*Te lezen tekst*:
Volgens Adad-nirari was Shattuara al zijn dienaar toen hij in opstand kwam. Maar volgens Salmaneser, die in de standaardchronologie zijn opvolger is, was hij de eerste die naar Hanigalbat reisde en het veroverde: “I marched to the land Ḫanigalbat. I opened up most difficult paths (and) passes. Šattuara, king of the land Ḫanigalbat, with the aid of the armies of the Hittites and Aḫlamu (Arameeërs), captured the passes and watering-places (in) my (path). Because of the thirst and fatigue of my army their army made a fierce attack in strength. But I struck (back), and brought about their defeat.” Hij joeg Shattuara na tot zonsondergang, verwoestte Shattuara’s land, slachtte als schapen de legers van de Hethieten en de Ahlamu en nam heel Hanigalbat in. 17

Salmanesers verslag is een deel van een langere inscriptie, die in drie versies gedateerd is op zowel de maand ša-sarrāte (maand VIII) in het jaar van Mušallim-Aššur, en in een andere versie op 26 (of 24 18 ) ša-sarrāte in het jaar van Aššur-nādin-šumāti. 19 Het was in het laatste jaar dat Salmaneser naar Hanigalbat trok, het andere is een ander jaar waarin kennelijk de inscriptie werd overgeschreven. Kleitablet IM 82970 is namelijk gedateerd op 26 ša-sarrāte in het jaar van Aššur-nādin-šumā en vermeldt: “Which (was) on the day (when) the king went to Ḫanigalbat, and the land of Ḫabriuri revolted”. 20 Dit is Salmanesers jaar 8 21, in de bovenstaande datering ook jaar 20 van Adad-nirari, en 26 ša-sarrāte is 6 november 1073.

*Getoond materiaal*:
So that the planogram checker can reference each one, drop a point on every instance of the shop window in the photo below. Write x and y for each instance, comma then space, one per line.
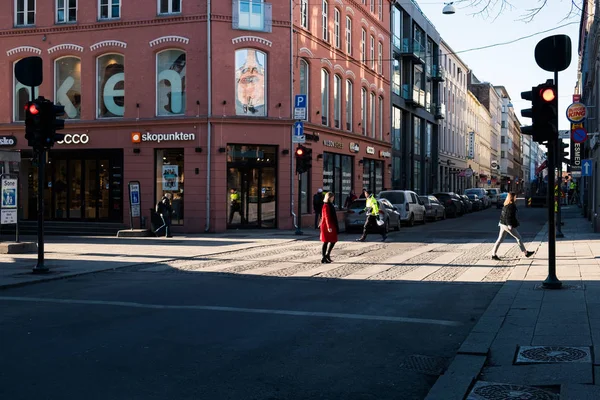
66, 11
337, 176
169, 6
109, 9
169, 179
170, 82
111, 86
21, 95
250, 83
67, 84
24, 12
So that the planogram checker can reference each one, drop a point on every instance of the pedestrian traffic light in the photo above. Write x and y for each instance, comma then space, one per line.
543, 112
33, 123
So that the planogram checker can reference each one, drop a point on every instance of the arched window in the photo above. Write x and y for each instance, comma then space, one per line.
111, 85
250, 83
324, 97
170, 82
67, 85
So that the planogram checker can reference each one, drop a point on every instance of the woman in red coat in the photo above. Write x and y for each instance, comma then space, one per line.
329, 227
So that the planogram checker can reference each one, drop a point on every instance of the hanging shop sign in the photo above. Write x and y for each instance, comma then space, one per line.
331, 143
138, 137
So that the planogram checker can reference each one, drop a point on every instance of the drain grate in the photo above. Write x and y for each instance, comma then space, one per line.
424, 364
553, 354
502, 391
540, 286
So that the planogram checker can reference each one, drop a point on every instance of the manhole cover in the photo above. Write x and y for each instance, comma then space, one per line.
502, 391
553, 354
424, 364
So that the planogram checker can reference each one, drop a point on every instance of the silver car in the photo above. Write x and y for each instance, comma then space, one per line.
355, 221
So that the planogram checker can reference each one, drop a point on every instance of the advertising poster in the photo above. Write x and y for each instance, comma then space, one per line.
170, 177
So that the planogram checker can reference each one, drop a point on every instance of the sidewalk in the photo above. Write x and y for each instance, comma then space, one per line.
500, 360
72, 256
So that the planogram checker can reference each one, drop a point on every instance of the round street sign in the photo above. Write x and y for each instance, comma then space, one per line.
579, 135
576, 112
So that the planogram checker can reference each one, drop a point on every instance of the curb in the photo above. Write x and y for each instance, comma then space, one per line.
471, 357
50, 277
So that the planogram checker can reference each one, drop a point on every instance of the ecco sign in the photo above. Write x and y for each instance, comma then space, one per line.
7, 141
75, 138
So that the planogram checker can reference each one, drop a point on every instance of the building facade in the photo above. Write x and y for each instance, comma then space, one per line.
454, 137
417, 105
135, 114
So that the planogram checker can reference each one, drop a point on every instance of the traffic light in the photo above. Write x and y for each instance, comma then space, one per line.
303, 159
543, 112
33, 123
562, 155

--

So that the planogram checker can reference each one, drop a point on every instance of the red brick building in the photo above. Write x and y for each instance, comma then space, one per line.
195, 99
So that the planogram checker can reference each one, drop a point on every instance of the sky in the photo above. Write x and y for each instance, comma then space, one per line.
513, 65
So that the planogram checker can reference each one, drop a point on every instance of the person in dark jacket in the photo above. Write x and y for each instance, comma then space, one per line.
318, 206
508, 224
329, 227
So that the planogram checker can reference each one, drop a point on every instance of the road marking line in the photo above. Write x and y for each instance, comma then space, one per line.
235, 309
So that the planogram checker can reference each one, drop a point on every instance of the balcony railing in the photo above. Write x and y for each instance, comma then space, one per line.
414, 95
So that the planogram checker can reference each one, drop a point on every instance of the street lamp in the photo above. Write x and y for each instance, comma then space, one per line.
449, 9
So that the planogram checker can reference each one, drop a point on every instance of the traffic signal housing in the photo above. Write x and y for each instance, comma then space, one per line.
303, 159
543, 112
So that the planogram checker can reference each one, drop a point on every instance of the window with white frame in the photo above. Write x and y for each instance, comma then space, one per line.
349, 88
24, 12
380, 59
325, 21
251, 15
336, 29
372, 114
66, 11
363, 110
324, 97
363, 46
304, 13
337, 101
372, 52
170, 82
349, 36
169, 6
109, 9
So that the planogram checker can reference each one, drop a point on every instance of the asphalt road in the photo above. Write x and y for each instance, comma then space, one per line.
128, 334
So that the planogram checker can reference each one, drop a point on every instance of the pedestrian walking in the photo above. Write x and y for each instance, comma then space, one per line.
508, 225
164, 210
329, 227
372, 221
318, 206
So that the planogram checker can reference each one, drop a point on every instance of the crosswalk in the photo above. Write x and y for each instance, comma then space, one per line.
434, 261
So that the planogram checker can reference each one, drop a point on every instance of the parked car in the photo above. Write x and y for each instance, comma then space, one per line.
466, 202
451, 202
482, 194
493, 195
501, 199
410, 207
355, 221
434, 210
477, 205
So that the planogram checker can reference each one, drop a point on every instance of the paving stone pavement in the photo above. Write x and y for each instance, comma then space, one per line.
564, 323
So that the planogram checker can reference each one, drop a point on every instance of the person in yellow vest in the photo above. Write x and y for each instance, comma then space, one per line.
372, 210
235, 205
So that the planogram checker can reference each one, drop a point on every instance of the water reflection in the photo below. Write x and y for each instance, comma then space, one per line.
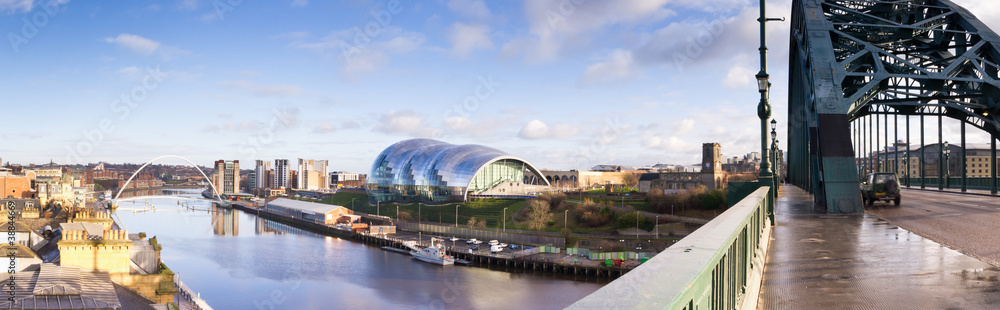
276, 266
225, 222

---

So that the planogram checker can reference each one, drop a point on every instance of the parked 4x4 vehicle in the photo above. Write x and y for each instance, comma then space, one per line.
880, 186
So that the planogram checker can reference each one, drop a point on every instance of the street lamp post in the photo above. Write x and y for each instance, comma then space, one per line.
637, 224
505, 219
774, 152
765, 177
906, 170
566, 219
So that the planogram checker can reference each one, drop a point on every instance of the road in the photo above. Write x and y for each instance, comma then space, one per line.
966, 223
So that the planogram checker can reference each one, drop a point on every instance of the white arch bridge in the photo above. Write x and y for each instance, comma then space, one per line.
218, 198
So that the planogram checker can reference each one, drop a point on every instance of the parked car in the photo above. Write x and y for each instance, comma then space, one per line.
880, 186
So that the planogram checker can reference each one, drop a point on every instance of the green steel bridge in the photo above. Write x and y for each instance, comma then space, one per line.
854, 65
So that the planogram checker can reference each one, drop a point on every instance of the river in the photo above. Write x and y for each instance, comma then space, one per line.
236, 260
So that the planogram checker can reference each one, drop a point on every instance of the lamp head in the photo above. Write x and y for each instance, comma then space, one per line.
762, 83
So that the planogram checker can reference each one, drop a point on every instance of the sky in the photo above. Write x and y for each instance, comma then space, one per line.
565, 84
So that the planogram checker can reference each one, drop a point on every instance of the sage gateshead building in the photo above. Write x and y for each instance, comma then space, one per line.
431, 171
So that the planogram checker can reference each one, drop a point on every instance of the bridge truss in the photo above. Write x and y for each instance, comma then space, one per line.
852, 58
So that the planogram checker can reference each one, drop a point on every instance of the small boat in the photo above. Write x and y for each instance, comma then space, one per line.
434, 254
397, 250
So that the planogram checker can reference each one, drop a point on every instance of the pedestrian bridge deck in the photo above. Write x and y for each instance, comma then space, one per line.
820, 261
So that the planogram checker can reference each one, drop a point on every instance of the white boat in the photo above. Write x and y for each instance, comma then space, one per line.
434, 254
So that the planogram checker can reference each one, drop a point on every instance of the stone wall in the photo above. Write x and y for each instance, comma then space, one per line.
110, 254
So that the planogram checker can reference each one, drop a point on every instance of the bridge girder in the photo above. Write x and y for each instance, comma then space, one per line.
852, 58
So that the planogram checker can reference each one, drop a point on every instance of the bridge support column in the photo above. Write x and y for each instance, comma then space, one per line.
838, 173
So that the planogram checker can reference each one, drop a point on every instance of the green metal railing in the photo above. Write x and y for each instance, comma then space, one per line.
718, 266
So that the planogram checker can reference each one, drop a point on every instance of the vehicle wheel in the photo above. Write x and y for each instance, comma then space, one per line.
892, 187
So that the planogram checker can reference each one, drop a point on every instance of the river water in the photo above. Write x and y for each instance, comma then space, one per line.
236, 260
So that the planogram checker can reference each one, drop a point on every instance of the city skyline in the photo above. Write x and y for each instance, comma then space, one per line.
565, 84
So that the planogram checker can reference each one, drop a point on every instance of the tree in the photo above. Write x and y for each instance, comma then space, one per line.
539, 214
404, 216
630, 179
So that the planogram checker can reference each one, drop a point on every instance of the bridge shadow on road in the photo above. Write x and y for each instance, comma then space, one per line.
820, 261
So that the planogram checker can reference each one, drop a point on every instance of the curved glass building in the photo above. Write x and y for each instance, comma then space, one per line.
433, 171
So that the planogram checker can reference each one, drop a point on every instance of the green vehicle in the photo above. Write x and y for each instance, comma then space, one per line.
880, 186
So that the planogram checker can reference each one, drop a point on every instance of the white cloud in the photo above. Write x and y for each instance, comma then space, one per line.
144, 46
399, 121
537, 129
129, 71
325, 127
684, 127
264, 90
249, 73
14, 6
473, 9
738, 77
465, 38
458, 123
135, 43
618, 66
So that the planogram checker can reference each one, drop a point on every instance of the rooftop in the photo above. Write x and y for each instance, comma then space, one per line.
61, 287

*Opdrachten*:
A: Schrijf uit de tekst over Salmaneser en Hanigalbat het stuk van "Salmanesers verslag is" tot en met "6 november 1073." woord voor woord over.
B: Zet de tekst over Salmaneser en Hanigalbat voort vanaf het punt waar die ophoudt.
Het overzicht speelt hierbij geen enkele rol.

*Antwoorden*:
A:
Salmanesers verslag is een deel van een langere inscriptie, die in drie versies gedateerd is op zowel de maand ša-sarrāte (maand VIII) in het jaar van Mušallim-Aššur, en in een andere versie op 26 (of 24 18 ) ša-sarrāte in het jaar van Aššur-nādin-šumāti. 19 Het was in het laatste jaar dat Salmaneser naar Hanigalbat trok, het andere is een ander jaar waarin kennelijk de inscriptie werd overgeschreven. Kleitablet IM 82970 is namelijk gedateerd op 26 ša-sarrāte in het jaar van Aššur-nādin-šumā en vermeldt: “Which (was) on the day (when) the king went to Ḫanigalbat, and the land of Ḫabriuri revolted”. 20 Dit is Salmanesers jaar 8 21, in de bovenstaande datering ook jaar 20 van Adad-nirari, en 26 ša-sarrāte is 6 november 1073.

B:
Als Adad-nirari en Salmaneser co-heersers waren, is het niet meer vreemd dat Adad-nirari twee opstanden neersloeg in Hanigalbat, en Salmaneser degene is die het veroverde alsof Hanigalbat nog niet bij Assyrië hoorde. Dat laatste blijkt ook uit kleitablet IM 82970. De Shattuara’s in hun verslagen kunnen dan met elkaar worden geïdentificeerd. Ook wordt opvallend dat zowel Adad-nirari 22 als Salmaneser 23 zich veroveraar van de legers van de Qutu, Shubaru en Lullumu noemen. Salmaneser beschrijft, direct na zijn verslag over de verovering van Hanigalbat, de opstand van de Qutu 24, en als Adad-nirari volledig voor hem regeerde kan je verwachten dat hij van de Shubaru en Lullumu ook zou schrijven dat ze in opstand kwamen. Hij schrijft daarentegen alleen dat hij hen veroverde.

Ninurta-apil-Ekurs dynastie: Tiglath-Pileser I

Tukulti-Ninurta I’s drie opvolgers regeerden tot in het Assyrische jaar dat begon in 1002. Assur-dan II (934-912) voert zijn afkomst terug op Assur-rabi II; onafhankelijk van de vraag wanneer de Assyriërs hun maankalender inruilden voor de Babylonische regeerde Assur-rabi al in 1002. Ninurta-apil-Ekurs dynastie staat op de Assyrische Koningslijst tussen Tukulti-Ninurta’s opvolgers en Assur-rabi in. Dat beiden in 1002 aan de macht waren kan alleen betekenen dat Ninurta-apil-Ekurs dynastie een zijlijn was.

Alle 169 jaren van Ninurta-apil-Ekurs dynastie kunnen worden geplaatst dankzij opnieuw de Assyrische kalender. Ondanks dat deze op een gegeven moment in het dagelijkse leven opzij werd gezet voor de Babylonische bleef ze in gebruik; Salmaneser III dateerde nog in jaar 20 (839) een inscriptie zowel op de Babylonische maand tašrītu (maand VII) als op de Assyrische maand ša-kēnāte (maand IX). 25 Wie de Assyrische kalender doorrekent vanaf Tukulti-Ninurta’s tijd ontdekt dat nieuwjaar in 839 op 20 januari viel. De maand ša-kēnāte begon dus op 14 september. Omdat dat ook het begin was van de maand tašrītu kan worden uitgerekend dat de Babylonische nieuwjaarsdag in 839 op 20 maart viel. Dat is een uitstekende match.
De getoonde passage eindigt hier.